Die für die tiefe Hirnstimulation notwendigen Impulse werden von einem implantierten Impulsgeber („Schrittmacher“) erzeugt. Dieser Neurostimulator wird meist unterhalb des Schlüsselbeins unter die Haut implantiert. Der Schrittmacher wiederum ist durch ein unter der Haut liegendes Kabel mit sehr dünnen Elektroden verbunden, deren Pole stereotaktisch in die Basalganglien implantiert werden. Im Zuge dieses Eingriffs ist es üblich, dass jeweils eine Elektrode in eine Gehirnhälfte eingesetzt wird, wobei eine Elektrode jeweils vier elektrische Pole an ihrer Spitze hat. Der Neurostimulator wird vom Arzt über Funkübertragung von außen programmiert. Um das optimale Maß der Einstellung zu erreichen, sind postoperativ mehrere Sitzungen nötig.

Patientenauswahl

Das typische Parkinson-Zittern sowie motorische Wirkfluktuationen und Dyskinesien sind laut Pirker die „am erfolgreichsten“ zu behandelnden Beeinträchtigungen des Krankheitsbildes. Dem Eingriff ist aber vorausgesetzt, dass der Patient auf die medikamentöse Parkinson-Therapie im Vorfeld bereits ausgezeichnet angesprochen hat, da die Stimulation nur auf dopaminerge Therapie (mit Ausnahme des therapieresistenten Parkinson-Zitterns) prinzipiell ansprechende Symptome positiv wirken kann. Gründe, die eindeutig gegen die Auswahl eines Patienten sprechen, sind: das Vorliegen einer atypischen Parkinson-Erkrankung mit fehlendem Ansprechen auf die L-Dopa-Therapie, Demenz, eine schwere Hirnatrophie und schwere psychiatrische und internistische Erkrankungen. Zur Zeit wird die tiefe Hirnstimulation vor allem bei länger erkrankten Parkinson-Patienten durchgeführt. Es sind aber gegenwärtig Studien im Gange, welche sich mit der Frage beschäftigen, ob der Eingriff bereits in einem früheren Stadium der Krankheit vorgenommen werden soll. Letztendlich entscheidet ein interdisziplinäres Team unter der Leitung von Neurologen und Neurochirurgen darüber, ob der Eingriff für den konkreten Patienten geeignet ist.

- Einträge des Datensatzes -
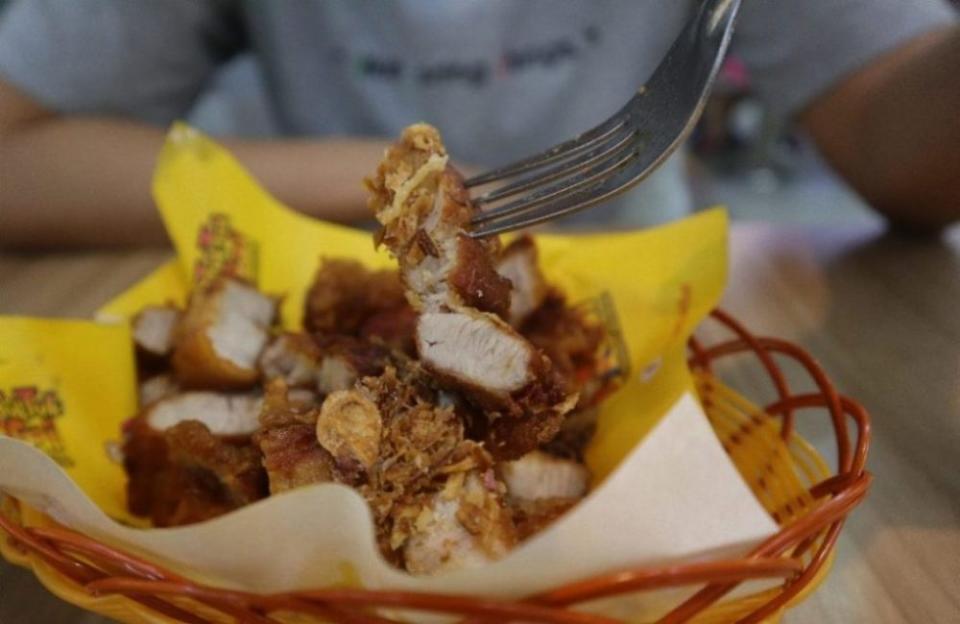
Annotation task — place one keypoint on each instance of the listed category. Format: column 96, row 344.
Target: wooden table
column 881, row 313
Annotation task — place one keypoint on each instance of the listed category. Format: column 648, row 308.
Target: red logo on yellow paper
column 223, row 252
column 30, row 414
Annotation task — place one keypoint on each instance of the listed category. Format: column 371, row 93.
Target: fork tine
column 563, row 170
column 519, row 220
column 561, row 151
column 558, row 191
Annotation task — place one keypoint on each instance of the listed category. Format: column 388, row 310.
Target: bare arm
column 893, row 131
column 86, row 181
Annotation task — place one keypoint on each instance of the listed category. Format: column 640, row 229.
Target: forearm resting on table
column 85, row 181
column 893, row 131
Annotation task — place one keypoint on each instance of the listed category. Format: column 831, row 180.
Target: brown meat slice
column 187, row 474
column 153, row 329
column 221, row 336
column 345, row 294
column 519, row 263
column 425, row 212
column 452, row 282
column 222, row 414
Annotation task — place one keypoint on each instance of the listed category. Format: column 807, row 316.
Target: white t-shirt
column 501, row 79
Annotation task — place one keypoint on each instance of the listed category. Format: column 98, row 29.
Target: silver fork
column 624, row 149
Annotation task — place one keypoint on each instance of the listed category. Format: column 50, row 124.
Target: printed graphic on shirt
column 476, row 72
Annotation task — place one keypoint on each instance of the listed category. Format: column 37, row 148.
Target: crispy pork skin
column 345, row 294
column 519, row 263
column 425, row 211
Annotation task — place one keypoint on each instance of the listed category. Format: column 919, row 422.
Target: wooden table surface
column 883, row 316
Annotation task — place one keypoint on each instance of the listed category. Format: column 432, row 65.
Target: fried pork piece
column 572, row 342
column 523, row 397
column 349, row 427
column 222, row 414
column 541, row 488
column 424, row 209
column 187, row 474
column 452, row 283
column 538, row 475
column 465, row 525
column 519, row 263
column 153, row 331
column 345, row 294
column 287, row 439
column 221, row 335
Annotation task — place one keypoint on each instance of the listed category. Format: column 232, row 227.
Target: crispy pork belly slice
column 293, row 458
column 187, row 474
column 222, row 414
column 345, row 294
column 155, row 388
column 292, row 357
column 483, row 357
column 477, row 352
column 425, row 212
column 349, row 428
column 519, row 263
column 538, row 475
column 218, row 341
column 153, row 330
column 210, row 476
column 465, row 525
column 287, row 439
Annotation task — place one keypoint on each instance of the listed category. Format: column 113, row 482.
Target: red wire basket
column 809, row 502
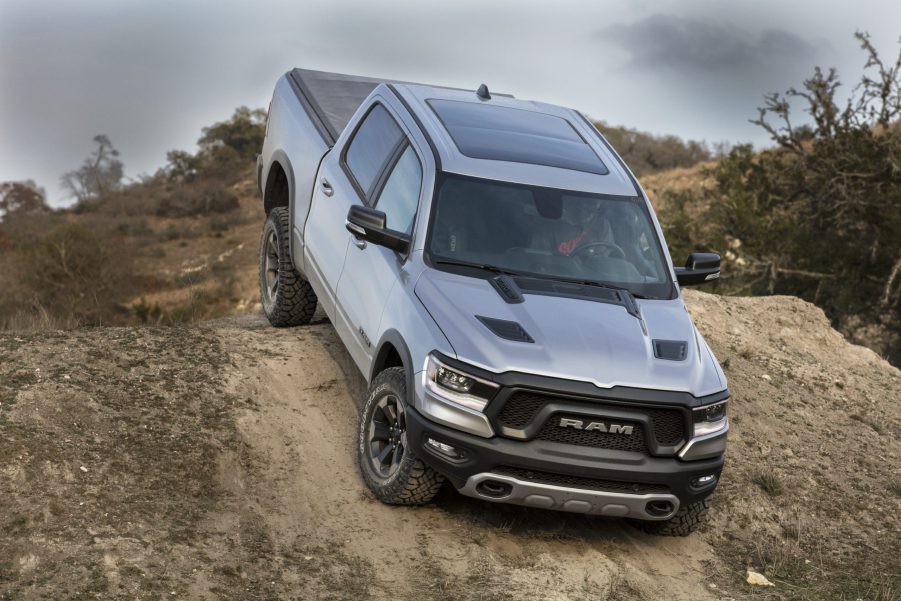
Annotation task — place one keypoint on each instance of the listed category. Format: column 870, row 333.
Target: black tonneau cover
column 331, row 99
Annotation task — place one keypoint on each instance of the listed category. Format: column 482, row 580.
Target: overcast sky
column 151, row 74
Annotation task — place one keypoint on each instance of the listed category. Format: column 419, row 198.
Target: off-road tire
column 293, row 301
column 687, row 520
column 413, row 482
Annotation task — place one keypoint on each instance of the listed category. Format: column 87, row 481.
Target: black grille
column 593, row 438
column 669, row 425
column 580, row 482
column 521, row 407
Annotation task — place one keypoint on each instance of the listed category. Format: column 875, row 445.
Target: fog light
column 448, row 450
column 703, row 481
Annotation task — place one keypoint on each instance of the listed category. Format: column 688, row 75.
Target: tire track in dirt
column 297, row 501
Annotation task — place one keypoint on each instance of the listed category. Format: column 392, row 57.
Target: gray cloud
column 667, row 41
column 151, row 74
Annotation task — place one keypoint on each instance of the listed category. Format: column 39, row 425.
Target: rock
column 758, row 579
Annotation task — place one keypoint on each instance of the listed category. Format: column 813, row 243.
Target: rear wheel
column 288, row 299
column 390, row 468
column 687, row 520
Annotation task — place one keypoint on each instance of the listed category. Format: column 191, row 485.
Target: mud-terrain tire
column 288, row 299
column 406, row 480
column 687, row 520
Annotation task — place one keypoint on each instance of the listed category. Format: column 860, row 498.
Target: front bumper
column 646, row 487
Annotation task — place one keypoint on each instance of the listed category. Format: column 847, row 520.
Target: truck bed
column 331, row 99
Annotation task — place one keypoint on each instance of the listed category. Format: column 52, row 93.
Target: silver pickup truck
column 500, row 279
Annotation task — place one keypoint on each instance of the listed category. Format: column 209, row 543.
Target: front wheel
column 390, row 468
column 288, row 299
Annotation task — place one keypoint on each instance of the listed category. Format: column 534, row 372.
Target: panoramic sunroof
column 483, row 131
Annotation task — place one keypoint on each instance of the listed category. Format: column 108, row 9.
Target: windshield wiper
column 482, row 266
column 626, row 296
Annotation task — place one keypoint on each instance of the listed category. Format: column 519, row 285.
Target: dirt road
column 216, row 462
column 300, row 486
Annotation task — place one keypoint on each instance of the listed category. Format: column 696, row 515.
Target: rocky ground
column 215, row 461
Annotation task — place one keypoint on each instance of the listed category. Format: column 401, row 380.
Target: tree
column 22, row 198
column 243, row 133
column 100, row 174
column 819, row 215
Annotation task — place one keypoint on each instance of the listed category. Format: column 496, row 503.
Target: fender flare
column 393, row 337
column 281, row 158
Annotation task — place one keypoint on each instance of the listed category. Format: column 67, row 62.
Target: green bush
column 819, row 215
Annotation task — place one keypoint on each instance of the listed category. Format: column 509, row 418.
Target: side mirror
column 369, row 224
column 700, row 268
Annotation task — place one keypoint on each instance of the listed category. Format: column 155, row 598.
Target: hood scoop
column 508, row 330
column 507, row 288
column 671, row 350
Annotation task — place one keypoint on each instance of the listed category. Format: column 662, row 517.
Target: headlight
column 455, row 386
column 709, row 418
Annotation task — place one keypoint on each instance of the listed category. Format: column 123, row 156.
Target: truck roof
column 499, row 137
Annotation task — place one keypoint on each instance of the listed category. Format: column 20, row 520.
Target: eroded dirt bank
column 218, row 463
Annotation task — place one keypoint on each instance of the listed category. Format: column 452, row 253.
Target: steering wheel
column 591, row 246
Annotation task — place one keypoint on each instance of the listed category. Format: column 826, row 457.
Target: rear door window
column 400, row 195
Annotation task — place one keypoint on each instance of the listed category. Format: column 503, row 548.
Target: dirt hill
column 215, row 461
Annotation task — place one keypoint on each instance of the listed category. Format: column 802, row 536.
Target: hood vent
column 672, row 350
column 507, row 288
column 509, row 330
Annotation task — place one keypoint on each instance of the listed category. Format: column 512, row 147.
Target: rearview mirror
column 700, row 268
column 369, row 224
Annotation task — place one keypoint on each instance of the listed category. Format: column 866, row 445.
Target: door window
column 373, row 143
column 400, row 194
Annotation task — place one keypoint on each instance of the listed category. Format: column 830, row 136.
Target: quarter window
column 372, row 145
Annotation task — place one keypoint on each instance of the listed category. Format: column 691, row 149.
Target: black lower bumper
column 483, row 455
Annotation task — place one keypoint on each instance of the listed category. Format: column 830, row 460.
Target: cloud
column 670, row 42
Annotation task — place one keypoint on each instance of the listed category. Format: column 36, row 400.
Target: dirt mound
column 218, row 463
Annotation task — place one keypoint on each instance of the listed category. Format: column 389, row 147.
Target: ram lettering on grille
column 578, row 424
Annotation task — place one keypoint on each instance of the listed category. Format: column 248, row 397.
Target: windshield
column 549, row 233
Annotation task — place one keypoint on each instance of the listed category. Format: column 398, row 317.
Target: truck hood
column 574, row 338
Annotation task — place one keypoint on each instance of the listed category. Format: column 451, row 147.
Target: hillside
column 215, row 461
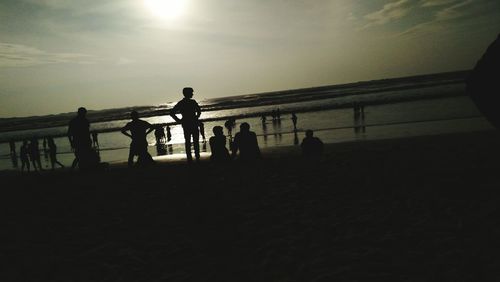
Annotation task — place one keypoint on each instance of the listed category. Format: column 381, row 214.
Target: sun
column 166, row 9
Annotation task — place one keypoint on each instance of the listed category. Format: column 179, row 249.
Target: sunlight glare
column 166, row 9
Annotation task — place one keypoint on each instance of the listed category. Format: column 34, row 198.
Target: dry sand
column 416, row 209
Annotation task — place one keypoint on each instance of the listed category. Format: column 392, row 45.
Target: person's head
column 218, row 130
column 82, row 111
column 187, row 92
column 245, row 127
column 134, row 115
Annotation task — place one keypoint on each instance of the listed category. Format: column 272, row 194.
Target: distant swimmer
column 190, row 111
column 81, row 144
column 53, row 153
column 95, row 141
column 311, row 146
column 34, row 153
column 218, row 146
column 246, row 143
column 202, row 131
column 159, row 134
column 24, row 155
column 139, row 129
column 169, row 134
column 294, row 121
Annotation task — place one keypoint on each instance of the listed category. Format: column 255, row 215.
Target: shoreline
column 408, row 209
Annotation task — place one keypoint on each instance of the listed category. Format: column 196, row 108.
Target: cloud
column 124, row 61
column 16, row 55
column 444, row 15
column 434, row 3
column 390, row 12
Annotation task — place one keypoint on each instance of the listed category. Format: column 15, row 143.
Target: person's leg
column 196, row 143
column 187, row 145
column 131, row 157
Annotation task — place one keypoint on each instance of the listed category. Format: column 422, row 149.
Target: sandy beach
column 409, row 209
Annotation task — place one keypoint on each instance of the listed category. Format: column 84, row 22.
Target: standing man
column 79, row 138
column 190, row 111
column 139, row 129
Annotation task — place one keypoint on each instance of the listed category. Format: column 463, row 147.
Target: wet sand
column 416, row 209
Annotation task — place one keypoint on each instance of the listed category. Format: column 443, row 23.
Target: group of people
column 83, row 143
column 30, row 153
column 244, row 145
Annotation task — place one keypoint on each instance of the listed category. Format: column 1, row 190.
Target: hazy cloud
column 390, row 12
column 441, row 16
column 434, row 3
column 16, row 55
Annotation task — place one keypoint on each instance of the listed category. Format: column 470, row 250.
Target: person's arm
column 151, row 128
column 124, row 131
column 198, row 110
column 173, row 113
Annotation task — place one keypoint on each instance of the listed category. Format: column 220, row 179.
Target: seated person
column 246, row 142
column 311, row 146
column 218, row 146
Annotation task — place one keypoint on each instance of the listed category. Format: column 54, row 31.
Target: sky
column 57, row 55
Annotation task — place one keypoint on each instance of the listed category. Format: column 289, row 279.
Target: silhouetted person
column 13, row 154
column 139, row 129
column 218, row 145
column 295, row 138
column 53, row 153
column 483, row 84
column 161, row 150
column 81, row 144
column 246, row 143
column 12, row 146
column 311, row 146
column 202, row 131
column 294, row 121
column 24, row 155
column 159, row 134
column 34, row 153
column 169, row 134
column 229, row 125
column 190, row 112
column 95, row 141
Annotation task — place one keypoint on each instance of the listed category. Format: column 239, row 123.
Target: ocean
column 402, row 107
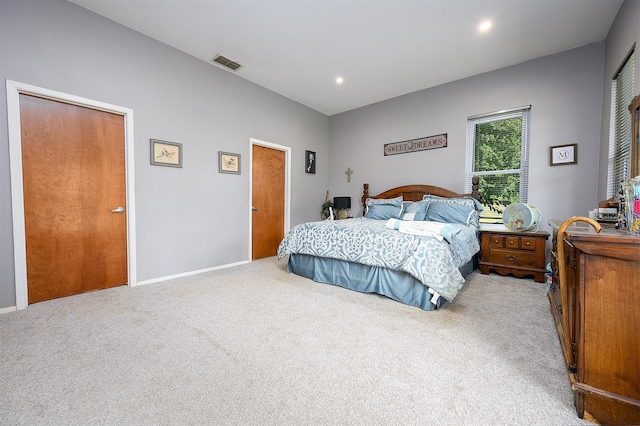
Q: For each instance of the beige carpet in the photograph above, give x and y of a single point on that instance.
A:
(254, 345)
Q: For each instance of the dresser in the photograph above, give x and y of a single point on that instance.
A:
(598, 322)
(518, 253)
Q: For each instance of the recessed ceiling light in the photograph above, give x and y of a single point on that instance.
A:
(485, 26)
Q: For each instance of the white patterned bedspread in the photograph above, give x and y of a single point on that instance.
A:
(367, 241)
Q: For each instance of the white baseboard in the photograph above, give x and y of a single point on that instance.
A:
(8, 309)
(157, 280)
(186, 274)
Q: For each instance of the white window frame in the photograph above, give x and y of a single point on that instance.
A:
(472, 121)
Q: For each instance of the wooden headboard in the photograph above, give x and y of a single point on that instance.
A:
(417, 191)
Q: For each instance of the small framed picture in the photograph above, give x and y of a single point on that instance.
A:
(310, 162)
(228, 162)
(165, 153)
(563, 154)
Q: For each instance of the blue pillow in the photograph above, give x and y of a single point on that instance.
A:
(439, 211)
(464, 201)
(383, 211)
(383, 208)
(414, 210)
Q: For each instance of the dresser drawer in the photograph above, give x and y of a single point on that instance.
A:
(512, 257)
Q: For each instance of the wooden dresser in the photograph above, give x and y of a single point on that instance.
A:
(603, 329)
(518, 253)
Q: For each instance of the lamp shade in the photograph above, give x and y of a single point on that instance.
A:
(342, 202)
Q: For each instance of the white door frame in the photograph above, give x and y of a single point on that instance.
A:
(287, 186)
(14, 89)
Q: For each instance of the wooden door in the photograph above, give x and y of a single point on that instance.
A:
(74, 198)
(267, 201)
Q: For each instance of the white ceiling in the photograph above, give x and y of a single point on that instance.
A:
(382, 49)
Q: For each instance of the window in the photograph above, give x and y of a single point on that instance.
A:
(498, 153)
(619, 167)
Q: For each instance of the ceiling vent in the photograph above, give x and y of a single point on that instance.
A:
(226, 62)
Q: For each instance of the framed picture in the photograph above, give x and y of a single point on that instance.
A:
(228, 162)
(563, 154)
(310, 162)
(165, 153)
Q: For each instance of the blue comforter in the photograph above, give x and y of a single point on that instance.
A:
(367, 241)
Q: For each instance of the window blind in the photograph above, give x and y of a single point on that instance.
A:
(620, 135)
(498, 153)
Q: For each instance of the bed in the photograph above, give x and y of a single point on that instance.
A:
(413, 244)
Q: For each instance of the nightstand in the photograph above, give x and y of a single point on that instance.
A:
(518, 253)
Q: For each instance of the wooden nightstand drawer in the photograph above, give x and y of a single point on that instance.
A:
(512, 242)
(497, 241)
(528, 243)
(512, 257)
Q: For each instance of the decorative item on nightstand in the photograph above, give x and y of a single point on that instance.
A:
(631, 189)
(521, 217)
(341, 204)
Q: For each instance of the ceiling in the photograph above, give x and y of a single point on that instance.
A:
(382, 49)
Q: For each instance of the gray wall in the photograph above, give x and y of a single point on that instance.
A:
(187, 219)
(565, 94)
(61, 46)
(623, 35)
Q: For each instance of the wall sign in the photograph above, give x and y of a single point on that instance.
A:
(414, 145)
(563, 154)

- Was gefordert ist -
Schreiben Sie aus dem Text zur tiefen Hirnstimulation den Abschnitt zwischen „Die für die“ und „mehrere Sitzungen nötig.“ einschließlich beider Stellen wortgetreu ab.

- Übungsergebnis -
Die für die tiefe Hirnstimulation notwendigen Impulse werden von einem implantierten Impulsgeber („Schrittmacher“) erzeugt. Dieser Neurostimulator wird meist unterhalb des Schlüsselbeins unter die Haut implantiert. Der Schrittmacher wiederum ist durch ein unter der Haut liegendes Kabel mit sehr dünnen Elektroden verbunden, deren Pole stereotaktisch in die Basalganglien implantiert werden. Im Zuge dieses Eingriffs ist es üblich, dass jeweils eine Elektrode in eine Gehirnhälfte eingesetzt wird, wobei eine Elektrode jeweils vier elektrische Pole an ihrer Spitze hat. Der Neurostimulator wird vom Arzt über Funkübertragung von außen programmiert. Um das optimale Maß der Einstellung zu erreichen, sind postoperativ mehrere Sitzungen nötig.